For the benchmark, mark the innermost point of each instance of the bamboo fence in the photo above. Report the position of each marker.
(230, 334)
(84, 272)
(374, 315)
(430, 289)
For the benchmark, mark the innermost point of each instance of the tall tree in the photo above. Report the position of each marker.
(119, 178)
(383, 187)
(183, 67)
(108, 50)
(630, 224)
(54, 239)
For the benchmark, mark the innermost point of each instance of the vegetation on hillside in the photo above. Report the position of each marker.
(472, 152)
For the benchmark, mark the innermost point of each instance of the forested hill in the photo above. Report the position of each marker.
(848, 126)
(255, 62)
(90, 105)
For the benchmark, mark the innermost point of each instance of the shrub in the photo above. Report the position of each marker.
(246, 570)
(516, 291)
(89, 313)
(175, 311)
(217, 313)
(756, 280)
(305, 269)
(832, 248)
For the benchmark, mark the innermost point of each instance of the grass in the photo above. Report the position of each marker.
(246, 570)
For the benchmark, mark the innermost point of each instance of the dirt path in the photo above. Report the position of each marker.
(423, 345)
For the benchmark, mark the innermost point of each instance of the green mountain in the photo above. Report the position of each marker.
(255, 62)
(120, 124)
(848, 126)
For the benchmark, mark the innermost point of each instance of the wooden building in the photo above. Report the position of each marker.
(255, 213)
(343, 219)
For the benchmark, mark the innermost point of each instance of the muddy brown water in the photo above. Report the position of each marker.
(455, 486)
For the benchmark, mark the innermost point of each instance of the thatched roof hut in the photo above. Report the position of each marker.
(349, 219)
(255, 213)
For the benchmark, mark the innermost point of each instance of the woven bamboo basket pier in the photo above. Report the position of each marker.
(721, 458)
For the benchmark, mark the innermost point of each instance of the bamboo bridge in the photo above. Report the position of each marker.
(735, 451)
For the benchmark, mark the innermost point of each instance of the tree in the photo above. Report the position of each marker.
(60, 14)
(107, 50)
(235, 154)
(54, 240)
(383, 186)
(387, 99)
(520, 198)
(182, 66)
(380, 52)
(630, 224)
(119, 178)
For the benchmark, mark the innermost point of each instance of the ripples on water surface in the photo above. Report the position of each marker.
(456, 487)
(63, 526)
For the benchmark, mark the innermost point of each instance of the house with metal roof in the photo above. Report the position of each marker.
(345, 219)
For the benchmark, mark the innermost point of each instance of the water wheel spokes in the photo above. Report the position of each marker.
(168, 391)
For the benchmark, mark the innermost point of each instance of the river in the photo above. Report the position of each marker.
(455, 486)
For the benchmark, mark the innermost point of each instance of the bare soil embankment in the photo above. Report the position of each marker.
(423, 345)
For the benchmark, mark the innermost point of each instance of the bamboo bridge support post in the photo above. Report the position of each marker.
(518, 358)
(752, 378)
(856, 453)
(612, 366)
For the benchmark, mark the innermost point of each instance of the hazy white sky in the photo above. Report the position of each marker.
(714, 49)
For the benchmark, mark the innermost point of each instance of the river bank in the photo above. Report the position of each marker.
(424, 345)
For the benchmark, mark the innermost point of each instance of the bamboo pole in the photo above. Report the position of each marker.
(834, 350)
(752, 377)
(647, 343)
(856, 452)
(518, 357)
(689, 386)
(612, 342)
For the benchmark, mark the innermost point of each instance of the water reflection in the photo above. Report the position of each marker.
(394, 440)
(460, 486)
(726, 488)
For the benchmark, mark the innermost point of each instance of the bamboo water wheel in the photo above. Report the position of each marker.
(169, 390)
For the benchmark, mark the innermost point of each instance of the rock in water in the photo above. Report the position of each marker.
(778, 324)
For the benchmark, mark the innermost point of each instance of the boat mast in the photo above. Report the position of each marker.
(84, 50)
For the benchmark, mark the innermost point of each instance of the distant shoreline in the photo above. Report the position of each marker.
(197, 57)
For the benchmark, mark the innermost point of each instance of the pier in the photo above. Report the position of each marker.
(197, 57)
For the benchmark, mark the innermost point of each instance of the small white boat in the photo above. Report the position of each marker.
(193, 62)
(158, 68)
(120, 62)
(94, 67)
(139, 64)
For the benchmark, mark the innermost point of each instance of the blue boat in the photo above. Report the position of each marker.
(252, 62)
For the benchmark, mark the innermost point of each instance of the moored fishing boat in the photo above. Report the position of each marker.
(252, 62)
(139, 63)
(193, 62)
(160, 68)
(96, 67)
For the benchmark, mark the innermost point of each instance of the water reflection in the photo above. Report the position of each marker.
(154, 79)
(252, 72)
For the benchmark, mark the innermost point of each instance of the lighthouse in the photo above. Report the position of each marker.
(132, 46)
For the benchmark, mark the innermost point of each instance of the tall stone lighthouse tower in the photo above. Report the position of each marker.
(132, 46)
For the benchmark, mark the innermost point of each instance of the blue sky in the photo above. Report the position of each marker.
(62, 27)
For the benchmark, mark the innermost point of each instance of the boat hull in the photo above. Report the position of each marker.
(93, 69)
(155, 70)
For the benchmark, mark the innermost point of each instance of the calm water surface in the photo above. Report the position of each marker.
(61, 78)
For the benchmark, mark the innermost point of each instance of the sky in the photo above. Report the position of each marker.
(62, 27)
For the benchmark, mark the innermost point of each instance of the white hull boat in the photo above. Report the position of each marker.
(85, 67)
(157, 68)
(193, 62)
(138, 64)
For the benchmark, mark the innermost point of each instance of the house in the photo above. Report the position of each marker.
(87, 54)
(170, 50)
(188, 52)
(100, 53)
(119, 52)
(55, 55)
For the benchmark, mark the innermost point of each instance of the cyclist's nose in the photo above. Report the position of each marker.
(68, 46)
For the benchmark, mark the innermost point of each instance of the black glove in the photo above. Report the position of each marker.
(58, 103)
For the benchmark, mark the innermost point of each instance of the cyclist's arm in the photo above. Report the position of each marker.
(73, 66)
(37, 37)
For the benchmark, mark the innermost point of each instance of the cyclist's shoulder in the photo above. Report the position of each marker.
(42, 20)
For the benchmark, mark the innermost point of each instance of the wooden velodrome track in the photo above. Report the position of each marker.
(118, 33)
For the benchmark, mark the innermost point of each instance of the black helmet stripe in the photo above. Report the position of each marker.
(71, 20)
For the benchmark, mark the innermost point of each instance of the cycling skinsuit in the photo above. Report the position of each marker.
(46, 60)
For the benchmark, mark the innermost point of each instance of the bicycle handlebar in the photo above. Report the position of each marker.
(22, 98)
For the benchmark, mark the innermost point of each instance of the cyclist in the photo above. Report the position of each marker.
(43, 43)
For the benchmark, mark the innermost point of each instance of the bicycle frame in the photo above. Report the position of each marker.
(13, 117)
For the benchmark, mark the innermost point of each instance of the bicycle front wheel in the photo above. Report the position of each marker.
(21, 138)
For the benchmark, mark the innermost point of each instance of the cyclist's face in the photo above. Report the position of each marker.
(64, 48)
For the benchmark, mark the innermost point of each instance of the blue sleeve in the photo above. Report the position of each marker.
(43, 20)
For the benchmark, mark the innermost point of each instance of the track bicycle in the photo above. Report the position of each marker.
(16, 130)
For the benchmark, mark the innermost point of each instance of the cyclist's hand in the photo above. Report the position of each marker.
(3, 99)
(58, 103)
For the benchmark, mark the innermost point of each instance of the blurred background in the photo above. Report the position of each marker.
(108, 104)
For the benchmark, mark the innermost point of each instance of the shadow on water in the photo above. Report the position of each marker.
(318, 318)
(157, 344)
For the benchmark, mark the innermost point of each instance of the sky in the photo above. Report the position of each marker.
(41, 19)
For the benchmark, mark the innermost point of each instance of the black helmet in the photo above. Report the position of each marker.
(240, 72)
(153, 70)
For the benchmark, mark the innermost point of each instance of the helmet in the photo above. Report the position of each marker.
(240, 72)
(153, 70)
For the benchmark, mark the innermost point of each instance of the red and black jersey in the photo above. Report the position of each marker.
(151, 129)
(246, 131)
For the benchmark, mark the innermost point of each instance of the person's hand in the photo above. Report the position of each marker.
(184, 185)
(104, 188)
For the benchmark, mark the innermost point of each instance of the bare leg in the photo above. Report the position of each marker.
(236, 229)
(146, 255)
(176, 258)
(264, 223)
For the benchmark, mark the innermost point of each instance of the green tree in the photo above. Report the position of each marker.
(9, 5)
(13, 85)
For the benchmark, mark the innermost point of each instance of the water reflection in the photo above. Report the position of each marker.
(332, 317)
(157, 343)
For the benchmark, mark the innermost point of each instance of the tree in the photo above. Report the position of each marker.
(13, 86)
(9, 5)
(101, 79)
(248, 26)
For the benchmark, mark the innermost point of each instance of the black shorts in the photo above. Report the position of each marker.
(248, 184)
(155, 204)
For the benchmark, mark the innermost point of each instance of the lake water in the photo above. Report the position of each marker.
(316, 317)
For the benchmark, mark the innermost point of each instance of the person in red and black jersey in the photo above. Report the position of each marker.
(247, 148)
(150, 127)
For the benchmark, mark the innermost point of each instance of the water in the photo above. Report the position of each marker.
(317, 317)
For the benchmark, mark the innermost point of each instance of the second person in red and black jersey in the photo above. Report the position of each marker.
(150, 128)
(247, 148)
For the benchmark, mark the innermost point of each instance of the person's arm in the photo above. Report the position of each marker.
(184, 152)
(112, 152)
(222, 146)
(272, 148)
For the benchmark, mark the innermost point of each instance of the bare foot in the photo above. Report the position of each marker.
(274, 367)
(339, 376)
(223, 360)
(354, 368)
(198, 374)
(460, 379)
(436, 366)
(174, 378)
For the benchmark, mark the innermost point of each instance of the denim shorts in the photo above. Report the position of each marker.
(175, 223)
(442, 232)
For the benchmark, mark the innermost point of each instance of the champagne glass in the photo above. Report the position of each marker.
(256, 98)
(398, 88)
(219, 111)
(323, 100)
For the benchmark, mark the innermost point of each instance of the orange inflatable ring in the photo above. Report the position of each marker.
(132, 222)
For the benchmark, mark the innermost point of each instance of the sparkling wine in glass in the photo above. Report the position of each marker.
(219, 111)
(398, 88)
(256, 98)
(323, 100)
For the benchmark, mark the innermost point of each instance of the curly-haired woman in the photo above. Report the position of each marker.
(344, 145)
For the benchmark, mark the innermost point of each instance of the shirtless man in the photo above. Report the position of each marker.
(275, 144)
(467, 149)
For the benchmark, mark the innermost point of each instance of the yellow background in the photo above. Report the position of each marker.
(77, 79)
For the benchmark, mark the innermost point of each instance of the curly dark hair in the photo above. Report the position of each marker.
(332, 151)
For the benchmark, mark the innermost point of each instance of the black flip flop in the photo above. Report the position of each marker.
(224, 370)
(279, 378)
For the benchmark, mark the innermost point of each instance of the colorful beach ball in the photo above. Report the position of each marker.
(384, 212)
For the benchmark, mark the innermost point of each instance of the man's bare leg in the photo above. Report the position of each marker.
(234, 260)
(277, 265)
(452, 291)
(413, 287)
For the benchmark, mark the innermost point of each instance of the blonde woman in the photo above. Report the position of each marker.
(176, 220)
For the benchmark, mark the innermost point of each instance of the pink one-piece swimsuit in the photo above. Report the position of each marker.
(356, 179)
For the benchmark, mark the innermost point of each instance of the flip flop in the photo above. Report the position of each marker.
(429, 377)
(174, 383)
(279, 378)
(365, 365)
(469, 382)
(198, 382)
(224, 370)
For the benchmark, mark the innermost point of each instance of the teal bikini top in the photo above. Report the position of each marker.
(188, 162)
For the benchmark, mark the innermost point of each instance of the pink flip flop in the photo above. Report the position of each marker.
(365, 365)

━━━━━━

TASK -
Extract, verbatim, the lines from the one containing "of the sparkling" through the last line of the listing above.

TASK SOLUTION -
For the benchmark, mark the innermost point of each instance of the sparkling wine in glass in the photo above. Report the position of each marker.
(219, 111)
(398, 88)
(256, 98)
(323, 100)
For the benchmark, mark the innermost point of each instance of the curly-haired woman in the photo above. Report the position of each marker.
(344, 145)
For the benchmark, mark the innermost point of each instance of the shirtless man in the photo above. Report the position of each marker.
(275, 144)
(467, 149)
For the benchmark, mark the innermost point of each instance of the yellow background in the photo above. Report the position of each marker.
(77, 79)
For the benchmark, mark the innermost point of each instance of the curly dark hair in the photo above. Report the position of each marker.
(332, 151)
For the benchmark, mark the innermost point of each instance of the black flip flop in the photo above. Report the position of each marker.
(224, 370)
(279, 378)
For the benchmark, mark the innermost point of each instance of the colorful beach ball in the photo above. Report the position of each marker.
(384, 212)
For the benchmark, mark the innermost point of each instance of the man's bare leg in the photo above. Report the position of each marker.
(234, 260)
(277, 265)
(452, 291)
(413, 287)
For the benchmark, mark the innermost point of each instance of the blonde woman in the photo above. Report the position of each marker.
(176, 220)
For the benchmark, mark the innermost point of each instance of the pink one-piece swimsuit in the photo above. Report the position of each marker.
(356, 179)
For the benchmark, mark the innermost point of each instance of the flip flop in the photo above. Report the position of each marker.
(429, 377)
(174, 383)
(279, 378)
(365, 365)
(469, 382)
(198, 382)
(224, 370)
For the benchmark, mark the innermost point of each instance of the teal bikini top in the photo above. Report the position of each marker.
(188, 162)
For the benchmark, mark the innermost point of each instance of the pink flip flop in the photo above. Report the position of each marker.
(365, 365)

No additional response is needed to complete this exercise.